__Required action__.
Retype the excerpt about Jane and the farmhouse, starting at "Jane receives another" and ending at "be Jane's father.".

++++ Excerpt to read

In 2010, Jane owns a studio, selling photographs she takes of abandoned farmhouses. She has a strained relationship with her husband Alan and their young daughter Alice, partly because she has memory lapses. On one excursion, she is drawn to the farmhouse from the beginning of the film. Days later, Jane has a car accident and wakes up in the hospital but doesn't recognize Alan and Alice. A doctor explains that the crash aggravated a childhood head injury, the reason for her missing childhood.

Jane receives a mysterious gift; a jack, with a photo from 1985 of the farmhouse she recently photographed. The property records reveal that Jane owns the farmhouse and it has been cared for by Patrick, her uncle. The hospital psychiatrist, Liam, suggests that she visit to try to recover repressed memories. The family decides to visit and meet Patrick, who lives at the next farm. A clerk at a local antiques store shows her a framed page of a 1985 newspaper, detailing the massacre of her family and the suspicion that Jane was responsible. Jane sees Liam, but he leaves before she can approach him.

Jane receives another gift box with a torn family photo featuring young Jane, Susie, and a blurry image of their mother, Jennifer. That night, she sees Susie imploring her to "come find us". She visits Patrick, who says that Jane is the only one who knows what happened to her family. Jane later sees Susie again, who says that they need to hide from "the monster". Alice tells Alan that the girl warned her about the monster in the bedroom, while a nice lady taught her the "Lavender" song.

As Jane insists they leave, Alice screams that a man was chasing her and begins to have an asthma attack. The spirits won't let Jane leave the house when Alan rushes Alice to the hospital. She finds a music box in Susie's room, containing the other half of the torn family photo, revealing Liam to be Jane's father.

++++++++
++++ Dataset entries

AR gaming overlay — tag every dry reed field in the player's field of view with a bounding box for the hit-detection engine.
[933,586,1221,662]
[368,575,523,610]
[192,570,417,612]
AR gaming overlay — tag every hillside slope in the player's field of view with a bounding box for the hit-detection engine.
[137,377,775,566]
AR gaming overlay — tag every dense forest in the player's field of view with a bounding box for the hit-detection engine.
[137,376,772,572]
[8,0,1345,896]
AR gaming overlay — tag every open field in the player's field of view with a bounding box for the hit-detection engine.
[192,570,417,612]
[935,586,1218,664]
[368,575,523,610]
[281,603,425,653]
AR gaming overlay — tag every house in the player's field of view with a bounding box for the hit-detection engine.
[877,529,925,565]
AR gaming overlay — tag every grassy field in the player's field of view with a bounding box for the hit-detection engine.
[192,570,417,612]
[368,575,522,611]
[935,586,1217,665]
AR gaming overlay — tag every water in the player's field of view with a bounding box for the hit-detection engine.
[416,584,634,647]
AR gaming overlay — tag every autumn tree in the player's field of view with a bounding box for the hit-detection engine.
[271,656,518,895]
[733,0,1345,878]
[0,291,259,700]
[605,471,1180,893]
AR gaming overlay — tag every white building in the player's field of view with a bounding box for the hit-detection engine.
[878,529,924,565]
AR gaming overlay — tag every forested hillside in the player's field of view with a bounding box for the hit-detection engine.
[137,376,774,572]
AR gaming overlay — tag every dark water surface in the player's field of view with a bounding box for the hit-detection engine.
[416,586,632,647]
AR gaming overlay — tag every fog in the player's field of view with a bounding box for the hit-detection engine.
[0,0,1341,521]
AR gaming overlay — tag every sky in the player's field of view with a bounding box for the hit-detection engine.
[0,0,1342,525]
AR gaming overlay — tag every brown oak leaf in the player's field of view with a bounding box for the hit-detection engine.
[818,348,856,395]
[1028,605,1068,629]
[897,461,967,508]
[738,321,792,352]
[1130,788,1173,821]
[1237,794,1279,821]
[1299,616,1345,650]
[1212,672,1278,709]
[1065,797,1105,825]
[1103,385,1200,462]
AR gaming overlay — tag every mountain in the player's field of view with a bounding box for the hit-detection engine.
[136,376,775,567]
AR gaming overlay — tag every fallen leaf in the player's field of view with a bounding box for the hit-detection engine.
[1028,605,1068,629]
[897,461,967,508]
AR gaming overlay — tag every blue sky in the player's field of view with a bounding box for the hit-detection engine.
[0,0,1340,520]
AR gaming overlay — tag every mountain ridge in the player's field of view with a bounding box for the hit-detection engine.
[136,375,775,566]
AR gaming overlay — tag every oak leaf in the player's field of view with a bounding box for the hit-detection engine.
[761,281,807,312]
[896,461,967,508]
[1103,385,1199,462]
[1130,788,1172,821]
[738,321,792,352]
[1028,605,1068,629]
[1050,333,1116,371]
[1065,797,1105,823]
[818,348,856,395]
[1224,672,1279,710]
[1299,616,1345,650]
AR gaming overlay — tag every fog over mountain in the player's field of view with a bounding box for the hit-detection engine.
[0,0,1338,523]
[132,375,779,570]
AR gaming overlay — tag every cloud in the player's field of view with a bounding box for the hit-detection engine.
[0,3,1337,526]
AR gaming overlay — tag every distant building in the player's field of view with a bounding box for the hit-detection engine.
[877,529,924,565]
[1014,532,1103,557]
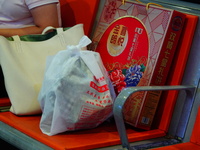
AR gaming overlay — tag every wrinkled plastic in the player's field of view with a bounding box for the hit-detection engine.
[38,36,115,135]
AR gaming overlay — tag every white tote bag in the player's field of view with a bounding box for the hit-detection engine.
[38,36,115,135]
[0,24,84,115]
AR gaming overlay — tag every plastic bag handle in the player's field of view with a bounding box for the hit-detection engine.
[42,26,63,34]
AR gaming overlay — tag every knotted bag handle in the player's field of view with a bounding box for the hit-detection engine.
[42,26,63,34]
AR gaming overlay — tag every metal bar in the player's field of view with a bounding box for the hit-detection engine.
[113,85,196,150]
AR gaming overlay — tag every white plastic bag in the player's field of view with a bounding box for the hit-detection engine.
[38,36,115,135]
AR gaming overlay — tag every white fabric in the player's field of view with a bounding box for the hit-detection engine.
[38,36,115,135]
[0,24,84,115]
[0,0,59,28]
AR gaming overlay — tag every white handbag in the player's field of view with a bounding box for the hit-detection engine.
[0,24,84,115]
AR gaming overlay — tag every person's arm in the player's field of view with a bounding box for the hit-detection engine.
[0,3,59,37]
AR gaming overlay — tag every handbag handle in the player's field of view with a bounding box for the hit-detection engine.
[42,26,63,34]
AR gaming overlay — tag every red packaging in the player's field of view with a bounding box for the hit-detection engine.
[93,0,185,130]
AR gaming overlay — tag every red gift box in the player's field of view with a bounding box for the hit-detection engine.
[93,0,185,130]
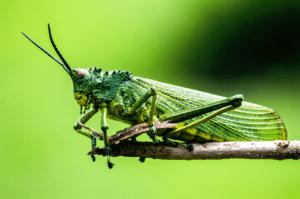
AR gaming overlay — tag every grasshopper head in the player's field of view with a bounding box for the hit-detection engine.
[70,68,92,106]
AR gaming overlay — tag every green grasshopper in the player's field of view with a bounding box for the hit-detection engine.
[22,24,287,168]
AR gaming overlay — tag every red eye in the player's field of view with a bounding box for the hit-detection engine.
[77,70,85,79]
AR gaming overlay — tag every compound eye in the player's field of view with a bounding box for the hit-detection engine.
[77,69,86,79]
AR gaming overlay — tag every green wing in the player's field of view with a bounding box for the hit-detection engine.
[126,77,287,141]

++++++++
++++ Dataset entries

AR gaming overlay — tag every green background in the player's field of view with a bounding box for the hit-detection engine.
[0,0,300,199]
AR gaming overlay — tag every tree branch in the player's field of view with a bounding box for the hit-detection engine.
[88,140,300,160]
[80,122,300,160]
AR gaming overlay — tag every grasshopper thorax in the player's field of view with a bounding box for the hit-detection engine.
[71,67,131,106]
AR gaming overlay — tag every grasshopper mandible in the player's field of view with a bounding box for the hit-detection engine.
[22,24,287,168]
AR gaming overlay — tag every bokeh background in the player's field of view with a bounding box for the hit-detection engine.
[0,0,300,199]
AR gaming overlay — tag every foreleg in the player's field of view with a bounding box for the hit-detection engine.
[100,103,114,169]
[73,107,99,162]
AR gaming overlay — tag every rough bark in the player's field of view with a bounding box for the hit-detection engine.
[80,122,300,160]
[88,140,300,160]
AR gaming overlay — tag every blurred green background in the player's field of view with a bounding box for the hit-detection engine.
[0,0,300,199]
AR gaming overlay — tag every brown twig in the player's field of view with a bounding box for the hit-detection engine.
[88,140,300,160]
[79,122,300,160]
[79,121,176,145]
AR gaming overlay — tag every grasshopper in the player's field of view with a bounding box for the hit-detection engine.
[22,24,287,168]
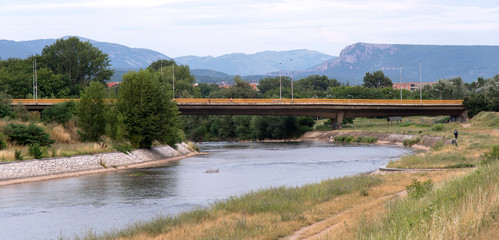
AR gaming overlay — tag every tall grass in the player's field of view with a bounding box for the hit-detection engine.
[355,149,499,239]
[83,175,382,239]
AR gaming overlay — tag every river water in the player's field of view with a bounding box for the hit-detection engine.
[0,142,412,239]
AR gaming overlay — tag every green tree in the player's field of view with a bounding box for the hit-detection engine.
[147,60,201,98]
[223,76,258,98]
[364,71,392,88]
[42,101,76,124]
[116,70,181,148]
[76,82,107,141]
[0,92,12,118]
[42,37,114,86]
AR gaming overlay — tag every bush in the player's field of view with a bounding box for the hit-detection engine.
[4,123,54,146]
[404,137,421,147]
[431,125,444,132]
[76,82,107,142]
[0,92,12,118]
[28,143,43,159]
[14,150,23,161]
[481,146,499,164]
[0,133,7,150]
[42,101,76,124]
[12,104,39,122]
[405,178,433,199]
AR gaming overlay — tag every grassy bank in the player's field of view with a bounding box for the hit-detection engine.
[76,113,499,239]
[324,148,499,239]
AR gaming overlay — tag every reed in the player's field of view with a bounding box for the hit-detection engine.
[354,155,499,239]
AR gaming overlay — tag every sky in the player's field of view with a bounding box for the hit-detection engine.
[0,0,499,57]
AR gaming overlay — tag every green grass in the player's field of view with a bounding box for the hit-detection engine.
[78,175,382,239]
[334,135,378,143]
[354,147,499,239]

++++++++

__Result for this exercise__.
Jane receives another gift box with a torn family photo featuring young Jane, Susie, and a blurry image of their mother, Jennifer. That night, she sees Susie imploring her to "come find us". She visits Patrick, who says that Jane is the only one who knows what happened to her family. Jane later sees Susie again, who says that they need to hide from "the monster". Alice tells Alan that the girl warned her about the monster in the bedroom, while a nice lady taught her the "Lavender" song.

As Jane insists they leave, Alice screams that a man was chasing her and begins to have an asthma attack. The spirits won't let Jane leave the house when Alan rushes Alice to the hospital. She finds a music box in Susie's room, containing the other half of the torn family photo, revealing Liam to be Jane's father.